Exercise passage
>>>
Personal information
- Full name: Stuart Ian Slater
- Date of birth: 27 March 1969 (age 57)
- Place of birth: Sudbury, Suffolk, England
- Height: 5 ft 9 in (1.75 m)
- Positions: Winger; forward;

Youth career
- 1981–1986: West Ham United

Senior career*
- Years: Team / Apps / (Gls)
- 1986–1992: West Ham United / 141 / (11)
- 1992–1993: Celtic / 43 / (3)
- 1993–1996: Ipswich Town / 72 / (4)
- 1996: Leicester City / 0 / (0)
- 1996–1999: Watford / 30 / (1)
- 1999–2000: Carlton / 25 / (0)
- 2000–2001: Forest Green Rovers / 21 / (1)
- 2001: Aberystwyth Town / 7 / (1)
- 2003–2004: Weston-super-Mare / 35 / (2)
- 2009: Wivenhoe Town / 0 / (0)
- Total:  / 374 / (23)

International career
- 1990: England U21 / 3 / (0)
- 1991: England B / 2 / (0)

= Stuart Slater =

English footballer

Stuart Ian Slater (born 27 March 1969) is an English football coach and former professional footballer.

He played as a winger and forward from 1986 to 2009, notably played for West Ham United, Celtic, Ipswich Town, Leicester City and Watford, as well as representing England at under-21 and B level. Later on in his career he played for Carlton, Forest Green Rovers, Aberystwyth Town, Weston-super-Mare and Wivenhoe Town.

He later moved into coaching and has held roles at West Ham United as Academy Director before a spell as a youth team coach at Chelmsford City.

==Club career==
===West Ham United===
Slater joined West Ham as an apprentice in 1986 and after a tough first year, he became a star of the youth team. He made his first appearance for West Ham, still an apprentice, when he came on as substitute for Ray Stewart in the Division One home game against Derby County in October 1987. He was offered a professional contract in April 1988 just after his seventeenth birthday and made a second appearance in the 1987–88 season when he came on as substitute in the home game against Coventry City in the same month.

He made his first start for West Ham against Southampton in August 1988, when a clash of heads with Russell Osman led to him being taken off in the first minute. He recovered to win the Man of the Match award in his next two games, against Charlton and Newcastle United, and scored his first goal for the club in a F.A. Cup 5th round tie against Charlton in February 1989. Playing in Division Two in 1989–90, he scored nine goals in 50 league and cup appearances as West Ham reached the semi-final of the League Cup, and made three substitute appearances for the England Under 21 team in 1990.
<<<
Exercise 1
In the Stuart Slater profile, condense the paragraph beginning "He made his first start for West Ham" into a bulleted list that keeps its main facts.
Exercise 2
Reproduce the Stuart Slater profile from the words "- Place of birth: Sudbury, Suffolk, England" through "Watford / 30 / (1)", substituting "Ipswich Town F.C." for "Ipswich Town".

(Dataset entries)
>>>
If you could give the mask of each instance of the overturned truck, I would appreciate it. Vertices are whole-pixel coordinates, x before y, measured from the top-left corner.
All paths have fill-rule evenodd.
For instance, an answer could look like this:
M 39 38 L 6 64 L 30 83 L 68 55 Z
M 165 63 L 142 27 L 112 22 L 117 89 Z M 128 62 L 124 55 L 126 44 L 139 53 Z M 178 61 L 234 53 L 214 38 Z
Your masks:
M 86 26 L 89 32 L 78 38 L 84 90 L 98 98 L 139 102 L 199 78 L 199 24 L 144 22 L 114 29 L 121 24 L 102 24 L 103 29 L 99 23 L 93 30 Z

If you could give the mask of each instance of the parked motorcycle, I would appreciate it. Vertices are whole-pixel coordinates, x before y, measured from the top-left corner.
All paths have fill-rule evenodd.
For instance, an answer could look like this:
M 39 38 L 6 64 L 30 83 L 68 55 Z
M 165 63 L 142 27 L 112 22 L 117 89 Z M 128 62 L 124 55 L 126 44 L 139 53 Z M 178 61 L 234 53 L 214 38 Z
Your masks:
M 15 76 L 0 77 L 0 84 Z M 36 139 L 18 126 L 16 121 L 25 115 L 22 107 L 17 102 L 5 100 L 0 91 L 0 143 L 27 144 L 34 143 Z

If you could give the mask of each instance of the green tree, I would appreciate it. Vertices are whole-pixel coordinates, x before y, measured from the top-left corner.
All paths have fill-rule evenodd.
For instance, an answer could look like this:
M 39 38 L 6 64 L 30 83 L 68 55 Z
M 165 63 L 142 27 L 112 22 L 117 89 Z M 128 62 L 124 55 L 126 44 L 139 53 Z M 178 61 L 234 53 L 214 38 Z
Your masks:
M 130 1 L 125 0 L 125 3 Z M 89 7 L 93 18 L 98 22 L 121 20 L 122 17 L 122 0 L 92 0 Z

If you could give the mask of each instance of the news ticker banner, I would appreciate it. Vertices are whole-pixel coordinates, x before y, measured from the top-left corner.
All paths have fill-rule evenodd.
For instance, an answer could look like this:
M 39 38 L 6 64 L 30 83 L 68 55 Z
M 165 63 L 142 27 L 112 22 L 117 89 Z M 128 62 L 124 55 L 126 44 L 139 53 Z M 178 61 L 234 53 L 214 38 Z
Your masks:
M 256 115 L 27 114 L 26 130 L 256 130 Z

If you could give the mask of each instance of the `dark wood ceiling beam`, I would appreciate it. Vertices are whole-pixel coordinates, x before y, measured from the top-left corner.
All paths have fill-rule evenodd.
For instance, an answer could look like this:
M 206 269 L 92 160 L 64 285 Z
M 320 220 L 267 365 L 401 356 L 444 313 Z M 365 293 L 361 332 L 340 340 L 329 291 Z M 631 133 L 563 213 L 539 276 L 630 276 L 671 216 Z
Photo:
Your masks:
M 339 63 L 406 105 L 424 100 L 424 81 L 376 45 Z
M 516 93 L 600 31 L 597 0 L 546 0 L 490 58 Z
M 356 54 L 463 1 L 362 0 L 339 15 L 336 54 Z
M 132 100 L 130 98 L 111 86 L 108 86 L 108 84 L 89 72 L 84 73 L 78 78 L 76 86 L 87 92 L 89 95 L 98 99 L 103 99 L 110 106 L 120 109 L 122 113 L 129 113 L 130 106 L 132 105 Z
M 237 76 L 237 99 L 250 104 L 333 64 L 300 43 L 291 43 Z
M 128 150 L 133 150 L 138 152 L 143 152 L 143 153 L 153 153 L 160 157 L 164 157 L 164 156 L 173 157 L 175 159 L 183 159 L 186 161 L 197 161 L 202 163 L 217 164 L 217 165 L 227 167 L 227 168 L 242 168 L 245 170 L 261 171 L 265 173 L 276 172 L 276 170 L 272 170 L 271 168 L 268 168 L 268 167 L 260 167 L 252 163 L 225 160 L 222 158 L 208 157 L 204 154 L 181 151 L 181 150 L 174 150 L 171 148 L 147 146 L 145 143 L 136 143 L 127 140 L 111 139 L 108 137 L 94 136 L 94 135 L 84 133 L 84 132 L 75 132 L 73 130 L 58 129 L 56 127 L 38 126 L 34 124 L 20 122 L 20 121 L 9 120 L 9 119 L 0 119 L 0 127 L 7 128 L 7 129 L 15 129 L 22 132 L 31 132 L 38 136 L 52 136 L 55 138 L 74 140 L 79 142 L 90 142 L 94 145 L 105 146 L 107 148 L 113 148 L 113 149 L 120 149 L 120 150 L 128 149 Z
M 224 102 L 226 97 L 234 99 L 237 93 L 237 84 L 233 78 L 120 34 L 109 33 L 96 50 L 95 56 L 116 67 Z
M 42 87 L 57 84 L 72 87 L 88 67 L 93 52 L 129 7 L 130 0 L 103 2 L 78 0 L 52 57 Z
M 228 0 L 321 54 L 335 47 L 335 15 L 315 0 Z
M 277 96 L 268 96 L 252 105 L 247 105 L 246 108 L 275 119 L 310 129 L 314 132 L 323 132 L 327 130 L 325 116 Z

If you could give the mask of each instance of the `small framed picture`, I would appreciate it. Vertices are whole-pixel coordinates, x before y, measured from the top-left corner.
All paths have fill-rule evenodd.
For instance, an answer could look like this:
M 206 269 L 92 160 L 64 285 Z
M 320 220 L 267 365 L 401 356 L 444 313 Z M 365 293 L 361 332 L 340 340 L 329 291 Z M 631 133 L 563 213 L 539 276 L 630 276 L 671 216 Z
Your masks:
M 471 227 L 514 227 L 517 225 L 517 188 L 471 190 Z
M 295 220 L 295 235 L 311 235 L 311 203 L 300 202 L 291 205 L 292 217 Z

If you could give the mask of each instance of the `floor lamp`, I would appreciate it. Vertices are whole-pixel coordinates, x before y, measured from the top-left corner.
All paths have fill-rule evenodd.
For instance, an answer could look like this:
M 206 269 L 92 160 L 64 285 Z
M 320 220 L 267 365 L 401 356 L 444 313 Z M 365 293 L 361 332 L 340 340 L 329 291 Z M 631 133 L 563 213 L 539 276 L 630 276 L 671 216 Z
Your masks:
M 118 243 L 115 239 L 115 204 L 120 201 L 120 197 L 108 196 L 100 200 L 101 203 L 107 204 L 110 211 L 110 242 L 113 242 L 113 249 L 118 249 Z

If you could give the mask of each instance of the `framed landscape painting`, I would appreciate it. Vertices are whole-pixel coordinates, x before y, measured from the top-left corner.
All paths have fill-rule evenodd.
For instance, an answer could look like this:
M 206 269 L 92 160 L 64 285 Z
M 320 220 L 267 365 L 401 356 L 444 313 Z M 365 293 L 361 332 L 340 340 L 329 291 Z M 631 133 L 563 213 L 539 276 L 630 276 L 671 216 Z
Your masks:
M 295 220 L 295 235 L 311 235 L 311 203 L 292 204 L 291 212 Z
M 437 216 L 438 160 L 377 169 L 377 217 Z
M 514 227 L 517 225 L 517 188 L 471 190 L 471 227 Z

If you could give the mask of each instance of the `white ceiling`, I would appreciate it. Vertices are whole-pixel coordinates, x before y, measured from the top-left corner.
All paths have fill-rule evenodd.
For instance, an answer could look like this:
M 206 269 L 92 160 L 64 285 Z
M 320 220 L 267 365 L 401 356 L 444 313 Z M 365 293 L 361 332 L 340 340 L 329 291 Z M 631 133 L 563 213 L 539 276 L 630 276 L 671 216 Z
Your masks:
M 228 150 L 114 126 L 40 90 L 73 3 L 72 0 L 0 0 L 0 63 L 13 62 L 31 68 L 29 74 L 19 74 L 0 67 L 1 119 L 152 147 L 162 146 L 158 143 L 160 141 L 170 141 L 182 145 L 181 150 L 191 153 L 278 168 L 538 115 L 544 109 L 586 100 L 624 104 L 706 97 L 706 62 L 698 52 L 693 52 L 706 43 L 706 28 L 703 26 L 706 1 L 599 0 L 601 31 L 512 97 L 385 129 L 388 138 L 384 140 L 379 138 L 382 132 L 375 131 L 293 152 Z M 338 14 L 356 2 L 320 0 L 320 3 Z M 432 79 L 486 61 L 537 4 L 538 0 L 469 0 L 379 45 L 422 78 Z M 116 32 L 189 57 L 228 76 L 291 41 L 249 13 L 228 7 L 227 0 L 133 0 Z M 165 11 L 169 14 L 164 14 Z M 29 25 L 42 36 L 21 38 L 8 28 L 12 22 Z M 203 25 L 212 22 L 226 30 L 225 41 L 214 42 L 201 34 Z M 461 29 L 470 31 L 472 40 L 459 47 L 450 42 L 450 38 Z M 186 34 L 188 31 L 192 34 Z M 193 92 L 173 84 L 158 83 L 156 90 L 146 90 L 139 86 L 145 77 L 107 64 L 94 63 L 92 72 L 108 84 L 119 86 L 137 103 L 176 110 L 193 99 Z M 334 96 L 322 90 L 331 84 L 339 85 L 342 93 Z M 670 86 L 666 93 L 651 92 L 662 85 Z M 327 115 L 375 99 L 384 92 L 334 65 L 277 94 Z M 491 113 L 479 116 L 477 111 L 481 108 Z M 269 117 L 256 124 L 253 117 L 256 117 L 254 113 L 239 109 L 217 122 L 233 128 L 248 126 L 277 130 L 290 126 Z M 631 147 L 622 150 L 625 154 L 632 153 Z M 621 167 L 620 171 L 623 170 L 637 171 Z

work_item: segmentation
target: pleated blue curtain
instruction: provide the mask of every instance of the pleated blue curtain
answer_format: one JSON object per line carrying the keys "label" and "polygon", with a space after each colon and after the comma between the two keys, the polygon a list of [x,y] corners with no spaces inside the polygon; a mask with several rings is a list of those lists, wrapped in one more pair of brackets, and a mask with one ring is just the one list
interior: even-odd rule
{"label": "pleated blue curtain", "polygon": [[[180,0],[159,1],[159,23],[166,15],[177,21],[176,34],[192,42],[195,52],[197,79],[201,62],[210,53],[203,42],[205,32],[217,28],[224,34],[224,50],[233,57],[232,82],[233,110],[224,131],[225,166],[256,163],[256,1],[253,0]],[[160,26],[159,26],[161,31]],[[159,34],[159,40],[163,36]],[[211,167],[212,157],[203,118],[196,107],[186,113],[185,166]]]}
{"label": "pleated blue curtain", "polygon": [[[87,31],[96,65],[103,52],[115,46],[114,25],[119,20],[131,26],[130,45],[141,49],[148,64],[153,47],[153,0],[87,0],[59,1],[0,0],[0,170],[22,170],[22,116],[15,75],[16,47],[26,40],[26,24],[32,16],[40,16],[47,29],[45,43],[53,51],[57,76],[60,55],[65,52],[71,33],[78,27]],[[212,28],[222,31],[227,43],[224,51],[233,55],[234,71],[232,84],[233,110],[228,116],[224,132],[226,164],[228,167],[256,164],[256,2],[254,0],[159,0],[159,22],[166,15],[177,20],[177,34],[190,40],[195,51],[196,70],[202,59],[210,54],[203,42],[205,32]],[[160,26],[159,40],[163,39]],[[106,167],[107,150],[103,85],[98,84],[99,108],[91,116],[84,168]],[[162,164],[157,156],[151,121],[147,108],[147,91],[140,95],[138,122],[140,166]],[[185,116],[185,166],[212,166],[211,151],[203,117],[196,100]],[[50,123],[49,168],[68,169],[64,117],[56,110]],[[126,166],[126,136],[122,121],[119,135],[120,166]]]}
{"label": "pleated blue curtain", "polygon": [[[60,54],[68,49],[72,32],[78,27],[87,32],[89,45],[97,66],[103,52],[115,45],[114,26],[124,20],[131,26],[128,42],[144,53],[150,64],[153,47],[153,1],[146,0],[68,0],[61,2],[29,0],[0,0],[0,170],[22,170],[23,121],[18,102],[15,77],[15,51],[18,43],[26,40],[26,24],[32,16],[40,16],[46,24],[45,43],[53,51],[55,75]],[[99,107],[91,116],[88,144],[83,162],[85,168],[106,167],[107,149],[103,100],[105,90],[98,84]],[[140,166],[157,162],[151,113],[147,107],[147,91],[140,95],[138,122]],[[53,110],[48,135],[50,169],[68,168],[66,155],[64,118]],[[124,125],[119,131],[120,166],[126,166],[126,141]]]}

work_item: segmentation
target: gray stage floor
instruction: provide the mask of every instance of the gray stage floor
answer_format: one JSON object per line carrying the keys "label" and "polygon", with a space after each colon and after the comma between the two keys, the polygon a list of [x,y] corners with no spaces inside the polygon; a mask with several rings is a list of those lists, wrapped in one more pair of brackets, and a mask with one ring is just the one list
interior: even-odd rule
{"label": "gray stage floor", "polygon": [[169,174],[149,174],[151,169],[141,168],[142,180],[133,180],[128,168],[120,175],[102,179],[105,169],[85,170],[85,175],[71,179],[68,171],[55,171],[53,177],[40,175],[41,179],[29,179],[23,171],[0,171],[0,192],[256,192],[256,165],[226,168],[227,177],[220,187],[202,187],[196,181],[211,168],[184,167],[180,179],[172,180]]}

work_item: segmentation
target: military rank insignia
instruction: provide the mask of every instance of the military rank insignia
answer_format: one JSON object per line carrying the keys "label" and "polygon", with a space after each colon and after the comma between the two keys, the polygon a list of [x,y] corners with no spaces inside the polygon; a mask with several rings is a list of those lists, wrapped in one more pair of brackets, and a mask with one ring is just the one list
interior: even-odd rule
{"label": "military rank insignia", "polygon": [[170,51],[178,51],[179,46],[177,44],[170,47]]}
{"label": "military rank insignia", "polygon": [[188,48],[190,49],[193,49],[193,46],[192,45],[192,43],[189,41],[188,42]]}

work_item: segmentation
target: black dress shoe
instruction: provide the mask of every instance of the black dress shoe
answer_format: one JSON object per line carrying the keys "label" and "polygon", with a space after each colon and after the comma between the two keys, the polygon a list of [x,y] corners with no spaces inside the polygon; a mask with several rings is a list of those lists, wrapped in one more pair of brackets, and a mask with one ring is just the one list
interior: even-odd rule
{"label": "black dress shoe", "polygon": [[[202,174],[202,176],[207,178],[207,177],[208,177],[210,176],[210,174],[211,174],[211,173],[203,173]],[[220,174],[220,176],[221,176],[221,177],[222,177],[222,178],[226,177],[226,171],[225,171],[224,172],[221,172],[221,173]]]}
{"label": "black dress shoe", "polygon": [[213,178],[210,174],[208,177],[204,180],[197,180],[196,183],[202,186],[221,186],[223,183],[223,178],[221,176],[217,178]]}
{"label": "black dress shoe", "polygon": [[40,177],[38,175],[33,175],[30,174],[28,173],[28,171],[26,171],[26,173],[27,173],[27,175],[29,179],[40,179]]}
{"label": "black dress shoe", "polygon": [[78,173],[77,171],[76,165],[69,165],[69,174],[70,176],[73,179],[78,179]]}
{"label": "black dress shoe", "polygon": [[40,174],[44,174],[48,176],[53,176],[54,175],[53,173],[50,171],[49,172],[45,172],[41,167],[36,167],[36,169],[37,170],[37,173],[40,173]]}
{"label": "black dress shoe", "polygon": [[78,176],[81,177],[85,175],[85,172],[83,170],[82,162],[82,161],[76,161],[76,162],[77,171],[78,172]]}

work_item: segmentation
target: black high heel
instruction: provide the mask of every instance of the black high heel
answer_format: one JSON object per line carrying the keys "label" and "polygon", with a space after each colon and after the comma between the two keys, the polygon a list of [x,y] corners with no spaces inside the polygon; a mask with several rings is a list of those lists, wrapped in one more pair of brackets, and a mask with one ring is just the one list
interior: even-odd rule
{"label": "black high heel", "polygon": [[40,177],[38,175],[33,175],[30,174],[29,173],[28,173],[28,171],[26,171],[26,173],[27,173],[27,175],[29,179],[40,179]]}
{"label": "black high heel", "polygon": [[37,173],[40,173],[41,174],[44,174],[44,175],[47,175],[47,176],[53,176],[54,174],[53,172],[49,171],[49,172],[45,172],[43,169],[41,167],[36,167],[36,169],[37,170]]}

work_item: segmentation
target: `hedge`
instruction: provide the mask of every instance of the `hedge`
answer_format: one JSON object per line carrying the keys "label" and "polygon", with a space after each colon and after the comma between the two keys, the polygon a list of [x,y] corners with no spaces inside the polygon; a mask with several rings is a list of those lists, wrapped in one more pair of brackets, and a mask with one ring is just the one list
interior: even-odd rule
<<<
Answer section 1
- First start for West Ham: against Southampton in August 1988. A clash of heads with Russell Osman forced him off in the first minute.
- Won the Man of the Match award in his next two games, against Charlton and Newcastle United.
- First goal for the club: an F.A. Cup 5th round tie against Charlton in February 1989.
- 1989–90 in Division Two: nine goals in 50 league and cup appearances, as West Ham reached the League Cup semi-final.
- Three substitute appearances for the England Under 21 team in 1990.

Answer section 2
- Place of birth: Sudbury, Suffolk, England
- Height: 5 ft 9 in (1.75 m)
- Positions: Winger; forward;

Youth career
- 1981–1986: West Ham United

Senior career*
- Years: Team / Apps / (Gls)
- 1986–1992: West Ham United / 141 / (11)
- 1992–1993: Celtic / 43 / (3)
- 1993–1996: Ipswich Town F.C. / 72 / (4)
- 1996: Leicester City / 0 / (0)
- 1996–1999: Watford / 30 / (1)